• _Task to complete_
Can you render every line of the material below as a numbered list, leaving out blank lines?

(Records from a pointing dataset)
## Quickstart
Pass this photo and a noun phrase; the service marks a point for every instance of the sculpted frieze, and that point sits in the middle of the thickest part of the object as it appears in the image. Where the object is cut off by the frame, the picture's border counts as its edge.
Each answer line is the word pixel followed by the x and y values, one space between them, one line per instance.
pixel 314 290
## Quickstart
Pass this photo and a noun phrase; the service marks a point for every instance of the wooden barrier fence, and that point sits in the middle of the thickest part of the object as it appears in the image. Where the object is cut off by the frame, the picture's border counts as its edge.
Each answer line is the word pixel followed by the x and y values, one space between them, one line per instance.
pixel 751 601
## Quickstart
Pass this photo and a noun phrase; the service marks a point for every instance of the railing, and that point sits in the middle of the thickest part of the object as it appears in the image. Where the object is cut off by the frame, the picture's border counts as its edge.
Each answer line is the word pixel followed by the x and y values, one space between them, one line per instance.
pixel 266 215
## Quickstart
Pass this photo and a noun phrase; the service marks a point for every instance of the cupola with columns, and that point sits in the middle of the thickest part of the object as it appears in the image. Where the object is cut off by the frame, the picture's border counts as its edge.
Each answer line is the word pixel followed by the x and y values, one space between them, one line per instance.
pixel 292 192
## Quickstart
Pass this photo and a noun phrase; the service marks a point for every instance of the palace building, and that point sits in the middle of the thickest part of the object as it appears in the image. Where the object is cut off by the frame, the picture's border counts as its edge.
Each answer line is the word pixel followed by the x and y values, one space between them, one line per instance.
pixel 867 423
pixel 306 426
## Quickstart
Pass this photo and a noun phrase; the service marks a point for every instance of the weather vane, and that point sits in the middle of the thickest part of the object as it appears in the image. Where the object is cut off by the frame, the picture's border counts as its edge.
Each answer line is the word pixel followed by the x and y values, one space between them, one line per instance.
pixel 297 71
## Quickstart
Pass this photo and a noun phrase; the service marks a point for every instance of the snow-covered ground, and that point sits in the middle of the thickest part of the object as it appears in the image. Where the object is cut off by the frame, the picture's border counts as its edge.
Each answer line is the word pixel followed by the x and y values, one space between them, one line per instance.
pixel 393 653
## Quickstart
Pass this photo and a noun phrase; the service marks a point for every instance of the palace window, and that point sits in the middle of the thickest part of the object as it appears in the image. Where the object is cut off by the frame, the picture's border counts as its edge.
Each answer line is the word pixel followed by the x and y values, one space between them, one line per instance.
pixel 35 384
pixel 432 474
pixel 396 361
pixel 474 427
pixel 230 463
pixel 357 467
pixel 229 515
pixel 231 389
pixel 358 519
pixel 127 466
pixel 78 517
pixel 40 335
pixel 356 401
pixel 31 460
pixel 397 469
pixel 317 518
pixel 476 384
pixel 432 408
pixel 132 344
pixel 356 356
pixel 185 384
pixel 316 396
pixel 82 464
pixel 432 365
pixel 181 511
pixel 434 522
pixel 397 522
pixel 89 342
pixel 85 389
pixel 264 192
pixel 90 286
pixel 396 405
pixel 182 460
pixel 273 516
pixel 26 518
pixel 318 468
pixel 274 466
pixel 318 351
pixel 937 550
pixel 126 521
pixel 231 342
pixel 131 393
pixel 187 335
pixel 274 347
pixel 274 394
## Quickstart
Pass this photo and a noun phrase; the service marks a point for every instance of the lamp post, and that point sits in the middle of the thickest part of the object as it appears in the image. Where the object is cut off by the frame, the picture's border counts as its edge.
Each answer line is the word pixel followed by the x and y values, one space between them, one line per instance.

• _Response to this exercise_
1. ## Quickstart
2. Pass this photo and a noun phrase; the service marks a point for every instance of the sculpted frieze, and that point sits in the middle of the thickest part of the object as it appears in the image. Where the object is cut off by the frame, the picture's border counts as its edge.
3. Each answer line is the word pixel followed by the x and y values, one space between them, one line per instance.
4. pixel 314 290
5. ## Quickstart
6. Pass this photo and a noun phrase; the service marks a point for every instance of the wooden barrier fence, and that point sits in the middle of the thickest part of the object as it appears in the image. Where the object is cut off by the frame, the picture's border counts as its edge.
7. Each answer line is the word pixel followed by the x and y values, one space between them, one line per instance.
8. pixel 751 601
9. ## Quickstart
10. Pass this photo and a noun phrase; the service marks a point for every instance of the railing, and that point sits in the middle of the thickest part of the object as it appears in the image. Where the object is cut off by the frame, the picture's border counts as its edge.
11. Each answer line is the word pixel followed by the x and y values, one space between them, one line per instance.
12. pixel 266 215
13. ## Quickstart
14. Pass this photo and a noun phrase; the service marks a point for every instance of the cupola with columns, and that point sits in the middle of the thickest part of the object as it appears in the image. Where the object is cut off by the frame, the picture's border counts as its edge.
15. Each answer line is the word pixel followed by the x and y values, one space between them, one line per instance.
16. pixel 292 192
17. ## Quickstart
18. Pass this photo and a noun phrase; the service marks a point for every instance of the palace building, and that point sits in the middle of the thickest part of the object as it appears in the image. Where the object is cut off by the frame, the picture's border counts as its edge.
19. Each answer line is the word pixel followed by the x and y values, one space between them, one line per instance.
20. pixel 867 423
21. pixel 306 426
22. ## Quickstart
23. Pass this photo and a noun phrase; the service marks a point for every instance of the weather vane, and that point sits in the middle of the thickest part of the object as it appears in the image. Where the object is cut off by the frame, the picture's border counts as its edge.
24. Each answer line is the word pixel followed by the x and y values, one space between them, one line per instance.
25. pixel 297 71
26. ## Quickstart
27. Pass this photo and a noun phrase; the service marks a point for every instance of the snow-covered ground, and that point sits in the middle of the thickest part of the object as it appears in the image. Where the object is cut off by the frame, the picture's border counts as its edge.
28. Each answer line is the word pixel followed by the x and y values, one space between them, one line per instance.
29. pixel 393 653
30. ## Quickstart
31. Pass this photo and a noun phrase; the service marks a point for every instance of the palace window, and that point sits in the middle of the thickest part of the object as it appears in the image. Where the object is cut off by the frame, the picture's border counts as its edge.
32. Each answer line is the word pixel followed by the x and y values, one space between them, one line per instance.
33. pixel 35 384
34. pixel 432 474
35. pixel 396 361
36. pixel 474 427
37. pixel 230 463
38. pixel 357 467
39. pixel 229 515
40. pixel 231 389
41. pixel 358 519
42. pixel 127 466
43. pixel 78 517
44. pixel 40 335
45. pixel 356 401
46. pixel 31 460
47. pixel 397 469
48. pixel 317 518
49. pixel 476 384
50. pixel 432 408
51. pixel 132 344
52. pixel 356 356
53. pixel 185 384
54. pixel 316 396
55. pixel 82 464
56. pixel 432 365
57. pixel 181 511
58. pixel 434 522
59. pixel 397 522
60. pixel 89 342
61. pixel 85 389
62. pixel 264 192
63. pixel 90 286
64. pixel 396 405
65. pixel 182 460
66. pixel 273 516
67. pixel 26 518
68. pixel 318 468
69. pixel 274 466
70. pixel 318 351
71. pixel 937 550
72. pixel 126 521
73. pixel 231 342
74. pixel 131 393
75. pixel 187 335
76. pixel 274 347
77. pixel 274 394
78. ## Quickstart
79. Pass this photo and a noun phrase; the service marks a point for every instance of the lamp post, and that point sits in the middle of the thickest part of the object as it appears in the image. Where the object is cut off by the frame, the picture's border counts as its edge.
80. Each answer line is the word pixel followed by the x and y values, one space between them, one line per instance.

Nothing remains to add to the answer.